-- Exercices --
A – D'après le document source, quel montant les amendes et pénalités ont-elles atteint au ministère de la Pêche et de l'Élevage en 2018 ?
B – Recopiez le passage du document source en commençant par « Où les amendes » et en poursuivant jusqu'à « 499 150 FC. ».

-- Document source --

┌──

Où les amendes transactionnelles auraient dû rapporter gros comme au ministère de la Justice, elles ne valent que pour du menu fretin, juste 238 672 500 FC pour des réalisations de 2018 de l’ordre de 1 692 224 965 FC. Au ministère de l’Urbanisme et de l’Habitat, les amendes représentent, en moyenne 20 % des recettes réalisées, ces dernières années. Selon les chiffres obtenus à la DGRAD (recettes parafiscales), en 2018, les amendes équivalaient à 1,4 milliards de FC sur des recettes de 13 564 499 150 FC.
Au ministère de la Pêche et de l’Élevage, les amendes et pénalités ont atteint 30 millions de FC en 2018. Alors que des actes générateurs de recettes majeurs comme la taxe sur l’autorisation d’exportation des végétaux, des produits végétaux et produits d’origine végétale ou encore la taxe sur l’autorisation d’importation des animaux, produits biologiques et vétérinaires.
Législation de change
Par ailleurs, un conflit de compétence a éclaté entre le ministère des Finances et la Banque centrale du Congo (BCC) sur la perception des amendes pour infraction à la législation de change. Alors que le ministère des Finances a gagné 185 160 600 FC à travers des amendes transactionnelles sur des astreintes pour non dépôt des tableaux de synthèse et celles relatives au non dépôt et dépôt tardif des tableaux de synthèse. Ces amendes représentent plus de 50 % des recettes réalisées en 2018, soit 394 078 688 FC, par le ministère des Finances en tant que service d’assiette.
Les assignations pour l’exercice 2019 du ministère des Finances portent sur les mêmes montants. Mais la Banque centrale a décidé unilatéralement de percevoir les recettes inhérentes aux amendes transactionnelles particulièrement celles portant sur l’infraction à la législation de change. Pourtant, ces amendes relèvent depuis toujours du ministère des Finances. En 2017, ce ministère avait pourtant réalisé un taux de perception de 207 % des recettes, soit plus de 2.6 milliards de FC pour des assignations de 1.2 milliards de FC.

└──

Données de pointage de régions
┌──

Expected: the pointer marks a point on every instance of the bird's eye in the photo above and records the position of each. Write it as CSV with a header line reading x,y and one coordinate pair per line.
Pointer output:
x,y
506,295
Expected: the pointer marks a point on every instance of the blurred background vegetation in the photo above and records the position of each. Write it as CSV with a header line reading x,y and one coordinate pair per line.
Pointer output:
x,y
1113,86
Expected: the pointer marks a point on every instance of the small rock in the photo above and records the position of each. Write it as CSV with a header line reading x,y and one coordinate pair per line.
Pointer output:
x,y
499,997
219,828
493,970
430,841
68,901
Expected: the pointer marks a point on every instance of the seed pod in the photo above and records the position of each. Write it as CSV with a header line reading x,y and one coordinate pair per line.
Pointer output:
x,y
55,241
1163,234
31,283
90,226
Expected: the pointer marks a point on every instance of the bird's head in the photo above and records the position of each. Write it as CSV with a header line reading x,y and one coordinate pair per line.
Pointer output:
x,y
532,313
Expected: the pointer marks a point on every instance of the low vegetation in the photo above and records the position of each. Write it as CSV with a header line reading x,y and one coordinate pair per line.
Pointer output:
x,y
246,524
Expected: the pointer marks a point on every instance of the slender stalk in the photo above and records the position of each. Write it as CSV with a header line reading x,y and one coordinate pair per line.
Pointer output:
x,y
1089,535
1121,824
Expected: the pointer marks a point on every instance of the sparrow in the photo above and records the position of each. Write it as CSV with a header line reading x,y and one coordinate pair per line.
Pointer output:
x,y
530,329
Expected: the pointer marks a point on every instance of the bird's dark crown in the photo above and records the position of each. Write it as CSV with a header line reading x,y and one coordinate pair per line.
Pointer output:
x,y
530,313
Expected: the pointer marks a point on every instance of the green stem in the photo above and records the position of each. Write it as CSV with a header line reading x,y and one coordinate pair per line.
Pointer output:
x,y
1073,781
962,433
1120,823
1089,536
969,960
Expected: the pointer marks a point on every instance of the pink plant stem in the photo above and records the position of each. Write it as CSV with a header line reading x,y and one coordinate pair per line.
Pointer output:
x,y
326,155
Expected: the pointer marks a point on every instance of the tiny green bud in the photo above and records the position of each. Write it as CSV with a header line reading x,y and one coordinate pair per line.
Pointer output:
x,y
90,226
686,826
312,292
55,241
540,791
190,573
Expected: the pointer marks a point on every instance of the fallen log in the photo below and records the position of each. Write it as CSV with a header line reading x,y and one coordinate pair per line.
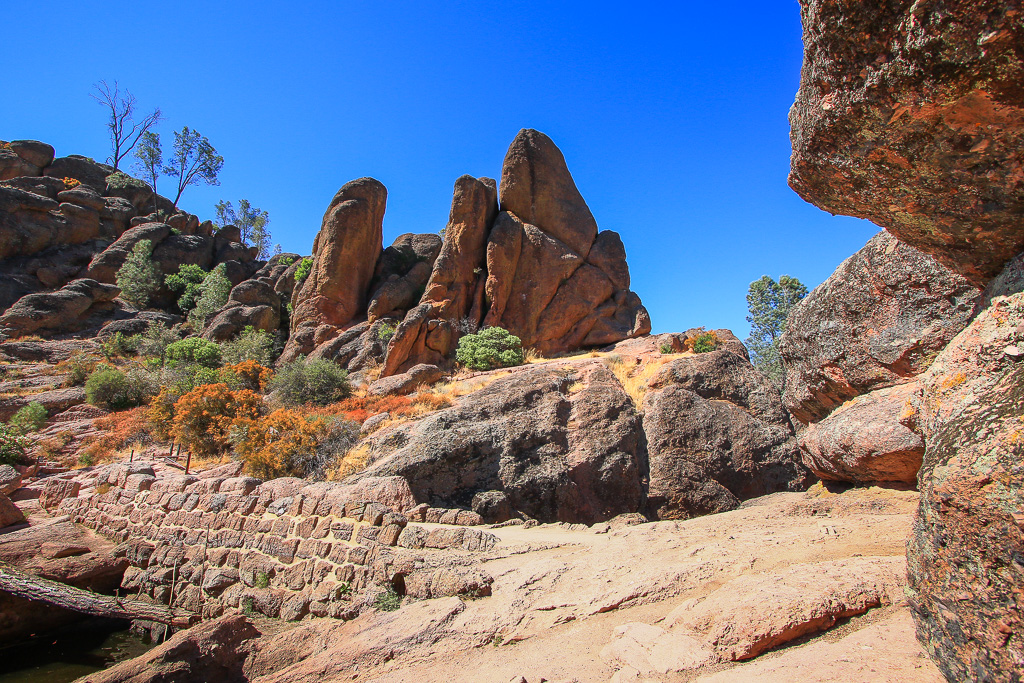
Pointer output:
x,y
28,586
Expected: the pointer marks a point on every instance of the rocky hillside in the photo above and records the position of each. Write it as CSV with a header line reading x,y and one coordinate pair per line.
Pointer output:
x,y
909,114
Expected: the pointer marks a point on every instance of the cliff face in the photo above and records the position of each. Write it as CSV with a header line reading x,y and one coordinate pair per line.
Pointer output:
x,y
911,115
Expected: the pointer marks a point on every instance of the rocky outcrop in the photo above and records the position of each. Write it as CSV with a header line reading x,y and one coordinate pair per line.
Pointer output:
x,y
345,254
877,322
67,308
717,434
560,445
259,301
59,551
909,115
401,274
862,441
454,296
539,267
552,280
964,555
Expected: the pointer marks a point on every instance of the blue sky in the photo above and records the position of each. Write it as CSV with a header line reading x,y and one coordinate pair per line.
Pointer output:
x,y
672,117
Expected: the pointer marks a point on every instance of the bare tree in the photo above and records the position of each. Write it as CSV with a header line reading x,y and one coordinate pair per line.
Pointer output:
x,y
195,160
125,131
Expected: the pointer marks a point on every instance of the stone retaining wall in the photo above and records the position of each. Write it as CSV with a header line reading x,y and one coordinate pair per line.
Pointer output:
x,y
282,548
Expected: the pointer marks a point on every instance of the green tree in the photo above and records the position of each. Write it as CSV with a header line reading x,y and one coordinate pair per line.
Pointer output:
x,y
125,131
250,221
769,304
139,276
215,290
493,347
195,161
187,284
150,161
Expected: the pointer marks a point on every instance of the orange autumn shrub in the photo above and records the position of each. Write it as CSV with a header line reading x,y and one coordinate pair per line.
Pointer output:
x,y
248,374
203,417
119,431
279,444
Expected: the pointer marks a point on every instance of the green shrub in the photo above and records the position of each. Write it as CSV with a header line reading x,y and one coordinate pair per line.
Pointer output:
x,y
119,344
13,446
385,332
706,342
154,342
318,382
387,601
29,418
123,180
493,347
109,387
252,344
187,284
193,350
139,278
214,292
301,272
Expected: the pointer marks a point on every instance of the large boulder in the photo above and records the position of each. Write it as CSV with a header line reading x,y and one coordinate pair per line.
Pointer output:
x,y
863,441
64,310
561,444
717,434
401,274
909,114
541,284
105,264
877,322
455,292
964,557
345,255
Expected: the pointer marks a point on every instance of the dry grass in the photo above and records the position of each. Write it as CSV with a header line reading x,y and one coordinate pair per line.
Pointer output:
x,y
636,378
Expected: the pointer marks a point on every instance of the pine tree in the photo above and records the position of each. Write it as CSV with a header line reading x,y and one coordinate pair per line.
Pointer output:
x,y
215,290
139,278
769,304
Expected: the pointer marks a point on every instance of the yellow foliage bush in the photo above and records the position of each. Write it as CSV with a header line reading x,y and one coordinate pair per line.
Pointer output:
x,y
270,445
248,374
203,418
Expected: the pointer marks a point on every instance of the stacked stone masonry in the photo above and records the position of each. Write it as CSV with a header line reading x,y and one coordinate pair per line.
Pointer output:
x,y
211,545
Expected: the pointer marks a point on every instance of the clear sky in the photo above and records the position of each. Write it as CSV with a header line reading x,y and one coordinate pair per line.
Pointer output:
x,y
672,117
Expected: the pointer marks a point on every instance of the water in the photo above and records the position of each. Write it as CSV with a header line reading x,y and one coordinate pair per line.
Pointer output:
x,y
71,652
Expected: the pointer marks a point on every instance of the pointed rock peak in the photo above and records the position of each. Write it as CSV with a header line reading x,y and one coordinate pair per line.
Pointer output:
x,y
538,187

└──

-- Réponses par exercice --
A – 30 millions de FC.

B –
Où les amendes transactionnelles auraient dû rapporter gros comme au ministère de la Justice, elles ne valent que pour du menu fretin, juste 238 672 500 FC pour des réalisations de 2018 de l’ordre de 1 692 224 965 FC. Au ministère de l’Urbanisme et de l’Habitat, les amendes représentent, en moyenne 20 % des recettes réalisées, ces dernières années. Selon les chiffres obtenus à la DGRAD (recettes parafiscales), en 2018, les amendes équivalaient à 1,4 milliards de FC sur des recettes de 13 564 499 150 FC.